» Elenco dei compiti:
1) Nel testo sulle chiese di Bronte, in quale mese e anno ebbe inizio l'eruzione che restò attiva per tre anni?
2) Disponi come CSV a due colonne, intitolate richiesta e risposta, i record compresi nel tratto che va dall'inizio dei record fino alla riga che contiene "(1122, 742)", inclusa. Scrivi una riga per ogni richiesta, con il testo e la risposta ciascuno in un unico campo tra virgolette e con gli a capo sostituiti da spazi.
***** Testo di riferimento
La chiesa era originariamente adorna di cinque altari; i quattro laterali sono stati abbattuti alcuni anni fa, allo scopo di allargare la chiesa; sono rimaste, però alle pareti quattro nicchie archivoltate appena accennate per i quattro altari minori.

Sul primo altare a destra si trova il quadro raffigurante San Giovanni Damasceno (rappresentato con tre braccia, due nell'atto di pregare ed il terzo per scrivere) e, su quello di sinistra, il quadro di  San Lorenzo da Frazzanò (fu abate del monastero di S. Filippo di Fragalà), entrambi del 1827 opera del pittore brontese Giuseppe Dinaro (1795 – 1848).

Sul secondo altare a destra, dedicato alla Madonna Addolorata, è posta una teca di legno con vetri dove si conservano le ossa di tre martiri: al centro è collocato S. Costanzo, il cui cranio mostra in  evidenza una larga ferita, a destra Sant'Innocenzo e a destra S. Blandino, donati dal 1748 al 1751 al Monastero e provenienti dal cimitero romano di Santa Priscilla.

Nel quadro dell’Addolorata, per il Radice copia dell’originale di Agostino Caracciolo, attorno alla Vergine che tiene il Cristo morto sulle ginocchia sono effigiati in vari atteggiamenti tre martiri: S. Costanzo col coltello conficcato nella testa, Sant'Innocenzo e S. Blandino che hanno in mano la palma del martirio.

L'altro altare è dedicato a S. Basilio Magno.

Sopra l’altare maggiore dentro una decorazione di gusto barocco (panno drappeggiato con puttini in stucco ad altorilievo), un tempo era collocata l’icona bizantina della Madonna col Bambino.

Il tabernacolo è un blocco di marmo monolitico con scolpite una conchiglia sormontata da due fronde e, lateralmente, due lesene poggianti su due angeli.

Chiesa della Madonna del Riparo  

Per Bronte il titolo di Chiesa della "Madonna del Riparo" è legato ad un avvenimento doloroso e ricorda (o, meglio, ricordava, perché l'antica chiesetta è stata completamente demolita!) la protezione dell’Annunziata, patrona di Bronte, verso la Città contro la furia distruttrice dell’Etna. Con tale titolo è stata sempre invocata dai nostri avi e all'Annunziata sono sempre accorsi gli abitanti di tutti i quartieri in ogni loro necessità e nei momenti cruciali della loro tormentata storia.

Nel febbraio del 1651 ebbe inizio nel versante etneo di Bronte una spaventosa eruzione che restò attiva per tre anni. Devastò in lungo ed in largo gran parte del paese e del territorio ed arrivò fino al Simeto.
**********
***** Sezione dati
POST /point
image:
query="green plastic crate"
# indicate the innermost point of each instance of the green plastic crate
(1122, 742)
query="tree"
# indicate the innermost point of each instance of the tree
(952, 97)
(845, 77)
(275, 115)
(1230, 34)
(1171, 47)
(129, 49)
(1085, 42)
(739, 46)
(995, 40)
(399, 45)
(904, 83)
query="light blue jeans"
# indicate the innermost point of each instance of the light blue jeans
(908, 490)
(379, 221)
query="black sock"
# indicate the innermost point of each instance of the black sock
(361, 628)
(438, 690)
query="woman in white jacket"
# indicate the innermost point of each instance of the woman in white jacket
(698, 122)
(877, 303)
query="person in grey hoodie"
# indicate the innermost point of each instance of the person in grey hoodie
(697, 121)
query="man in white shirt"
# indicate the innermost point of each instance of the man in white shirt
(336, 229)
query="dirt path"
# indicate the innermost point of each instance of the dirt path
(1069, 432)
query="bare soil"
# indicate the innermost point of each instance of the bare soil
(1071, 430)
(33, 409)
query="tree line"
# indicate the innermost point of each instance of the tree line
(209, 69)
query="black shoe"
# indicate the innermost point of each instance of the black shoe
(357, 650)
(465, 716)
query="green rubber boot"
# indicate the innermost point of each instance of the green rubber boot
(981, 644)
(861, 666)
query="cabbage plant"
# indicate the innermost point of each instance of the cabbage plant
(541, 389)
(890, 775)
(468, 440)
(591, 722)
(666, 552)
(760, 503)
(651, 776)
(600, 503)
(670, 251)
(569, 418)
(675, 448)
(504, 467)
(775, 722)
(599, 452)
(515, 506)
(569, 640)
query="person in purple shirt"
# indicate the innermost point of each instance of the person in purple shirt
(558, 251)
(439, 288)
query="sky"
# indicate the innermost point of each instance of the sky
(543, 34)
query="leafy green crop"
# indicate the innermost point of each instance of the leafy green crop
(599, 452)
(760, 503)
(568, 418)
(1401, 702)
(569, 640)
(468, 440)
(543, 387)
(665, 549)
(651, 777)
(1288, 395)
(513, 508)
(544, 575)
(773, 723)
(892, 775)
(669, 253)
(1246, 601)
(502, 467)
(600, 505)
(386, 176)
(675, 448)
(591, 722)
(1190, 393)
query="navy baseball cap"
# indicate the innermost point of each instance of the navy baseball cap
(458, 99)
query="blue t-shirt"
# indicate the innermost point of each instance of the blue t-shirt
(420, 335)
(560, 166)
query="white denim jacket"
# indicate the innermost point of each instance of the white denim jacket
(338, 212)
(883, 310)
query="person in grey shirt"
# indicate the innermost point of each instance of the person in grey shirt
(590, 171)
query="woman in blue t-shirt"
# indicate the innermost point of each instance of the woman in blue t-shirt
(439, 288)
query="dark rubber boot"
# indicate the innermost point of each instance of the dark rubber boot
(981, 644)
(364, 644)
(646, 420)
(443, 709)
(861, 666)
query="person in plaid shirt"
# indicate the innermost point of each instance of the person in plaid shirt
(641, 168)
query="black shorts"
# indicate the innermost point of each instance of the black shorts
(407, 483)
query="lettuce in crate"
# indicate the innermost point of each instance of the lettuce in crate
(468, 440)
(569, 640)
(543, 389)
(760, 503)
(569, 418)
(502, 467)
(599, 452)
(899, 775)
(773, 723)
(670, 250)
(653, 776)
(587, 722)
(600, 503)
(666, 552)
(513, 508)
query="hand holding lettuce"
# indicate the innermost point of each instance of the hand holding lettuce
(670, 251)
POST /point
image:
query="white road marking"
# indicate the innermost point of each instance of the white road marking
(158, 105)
**********
» Soluzioni dei compiti:
1) Nel febbraio del 1651.

2)
richiesta,risposta
"POST /point image: query=""green plastic crate"" # indicate the innermost point of each instance of the green plastic crate","(1122, 742)"